• _Material_:
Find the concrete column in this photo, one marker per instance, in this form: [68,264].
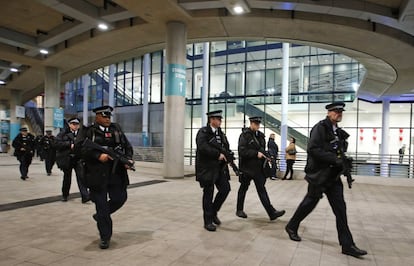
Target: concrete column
[285,103]
[206,79]
[174,106]
[85,79]
[52,96]
[384,168]
[3,147]
[111,87]
[15,100]
[145,105]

• _Exercise description_: Format the records above as a two-column CSV with the header instruction,points. Each record gets one row, each field is quoted with line breaks replaced by spaces, and the pictures are omitted.

• _Answer to this task_:
instruction,points
"Find the concrete column in this photo, one marker per instance, in this form: [68,264]. Target: concrete column","[285,103] [206,79] [174,106] [85,79] [52,96] [384,168] [3,147] [111,87] [15,100] [145,105]"